INSTRUCTIONS TO FOLLOW: Please quote the passage on Earth Day and tourism word for word, starting with "Since travel restrictions" and going on through "health and safety.".

READING PASSAGE:
“Flood the world with hope, optimism and action” – that is the mission statement of the 50th anniversary of Earth Day. Held each year on 22 April, the initiative acknowledges the importance of environmental protection. Driven online by the Covid-19 pandemic, its half-century anniversary feels all the more poignant.
Since travel restrictions were put in place across the globe, there has been a noticeable reduction in some air pollutants as a result of the drop in traffic. In a few short months, the world has gone from debating overtourism, to no tourism, as nations have closed their borders to focus on their citizens’ health and safety.
However, the effect on the tourism industry has been profound, with millions of jobs lost since the world stopped travelling. The World Travel and Tourism Council (WTTC) has called for a co-ordinated approach to the industry’s recovery, and is similarly emphasising the need for hope, optimism and action.

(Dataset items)

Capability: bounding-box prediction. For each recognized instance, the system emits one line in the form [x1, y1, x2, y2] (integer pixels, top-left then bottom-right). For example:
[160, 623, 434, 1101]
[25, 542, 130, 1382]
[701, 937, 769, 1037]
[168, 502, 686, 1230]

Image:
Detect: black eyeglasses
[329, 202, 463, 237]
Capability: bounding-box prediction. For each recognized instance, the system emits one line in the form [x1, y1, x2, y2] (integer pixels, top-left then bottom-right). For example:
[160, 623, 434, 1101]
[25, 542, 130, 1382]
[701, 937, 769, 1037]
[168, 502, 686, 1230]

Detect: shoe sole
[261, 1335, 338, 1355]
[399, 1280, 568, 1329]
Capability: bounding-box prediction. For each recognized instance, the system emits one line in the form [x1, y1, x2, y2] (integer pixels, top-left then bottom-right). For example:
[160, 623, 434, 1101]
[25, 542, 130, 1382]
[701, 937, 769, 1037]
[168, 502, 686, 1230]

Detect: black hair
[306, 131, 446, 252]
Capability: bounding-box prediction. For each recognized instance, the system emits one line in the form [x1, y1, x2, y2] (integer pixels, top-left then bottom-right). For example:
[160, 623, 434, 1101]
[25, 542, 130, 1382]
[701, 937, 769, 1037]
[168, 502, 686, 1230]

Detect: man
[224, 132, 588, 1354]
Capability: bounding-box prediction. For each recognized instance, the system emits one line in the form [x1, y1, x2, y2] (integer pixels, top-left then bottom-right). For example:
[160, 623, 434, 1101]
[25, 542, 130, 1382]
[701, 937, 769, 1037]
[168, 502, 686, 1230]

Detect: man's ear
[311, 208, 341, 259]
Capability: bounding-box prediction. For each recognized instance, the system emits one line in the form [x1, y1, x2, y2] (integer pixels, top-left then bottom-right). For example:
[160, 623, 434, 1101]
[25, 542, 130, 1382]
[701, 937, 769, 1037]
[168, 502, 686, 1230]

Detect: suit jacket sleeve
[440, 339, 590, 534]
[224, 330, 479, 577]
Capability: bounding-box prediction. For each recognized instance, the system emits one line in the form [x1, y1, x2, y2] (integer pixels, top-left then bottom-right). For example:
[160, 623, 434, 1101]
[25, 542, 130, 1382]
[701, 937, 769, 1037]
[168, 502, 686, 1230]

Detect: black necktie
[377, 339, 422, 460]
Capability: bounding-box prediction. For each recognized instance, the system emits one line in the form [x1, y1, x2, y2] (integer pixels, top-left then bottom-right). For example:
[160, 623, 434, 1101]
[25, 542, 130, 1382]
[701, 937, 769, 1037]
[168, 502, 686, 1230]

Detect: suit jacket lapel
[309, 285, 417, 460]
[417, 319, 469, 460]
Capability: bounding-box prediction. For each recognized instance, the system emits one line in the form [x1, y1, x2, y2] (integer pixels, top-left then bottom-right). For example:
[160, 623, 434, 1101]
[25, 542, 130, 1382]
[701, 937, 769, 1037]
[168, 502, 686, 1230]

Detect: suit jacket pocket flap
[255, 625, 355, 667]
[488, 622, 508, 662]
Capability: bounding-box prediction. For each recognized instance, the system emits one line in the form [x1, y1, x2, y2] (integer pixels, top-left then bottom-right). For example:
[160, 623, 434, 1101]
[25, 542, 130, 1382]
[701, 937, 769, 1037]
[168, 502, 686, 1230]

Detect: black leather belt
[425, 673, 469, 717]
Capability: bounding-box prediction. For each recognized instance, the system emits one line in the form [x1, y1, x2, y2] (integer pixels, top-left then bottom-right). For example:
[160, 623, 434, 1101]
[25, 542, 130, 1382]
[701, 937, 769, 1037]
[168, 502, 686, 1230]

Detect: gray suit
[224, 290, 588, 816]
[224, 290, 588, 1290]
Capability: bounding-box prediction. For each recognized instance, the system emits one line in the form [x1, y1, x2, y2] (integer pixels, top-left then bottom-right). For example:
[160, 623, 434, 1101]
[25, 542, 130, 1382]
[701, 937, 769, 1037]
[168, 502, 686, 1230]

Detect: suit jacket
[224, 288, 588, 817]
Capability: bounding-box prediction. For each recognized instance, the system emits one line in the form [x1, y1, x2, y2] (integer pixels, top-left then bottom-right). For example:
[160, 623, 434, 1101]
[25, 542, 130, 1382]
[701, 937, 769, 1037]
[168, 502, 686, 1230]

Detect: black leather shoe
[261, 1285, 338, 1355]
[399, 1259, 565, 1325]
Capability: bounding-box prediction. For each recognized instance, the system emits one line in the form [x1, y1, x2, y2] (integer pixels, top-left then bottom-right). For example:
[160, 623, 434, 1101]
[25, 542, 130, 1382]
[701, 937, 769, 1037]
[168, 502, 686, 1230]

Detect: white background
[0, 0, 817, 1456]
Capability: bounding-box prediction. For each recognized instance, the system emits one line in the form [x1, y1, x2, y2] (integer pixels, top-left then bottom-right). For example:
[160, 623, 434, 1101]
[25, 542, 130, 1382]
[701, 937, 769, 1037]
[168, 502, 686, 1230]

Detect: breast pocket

SOLUTION TO THIS EXERCISE:
Since travel restrictions were put in place across the globe, there has been a noticeable reduction in some air pollutants as a result of the drop in traffic. In a few short months, the world has gone from debating overtourism, to no tourism, as nations have closed their borders to focus on their citizens’ health and safety.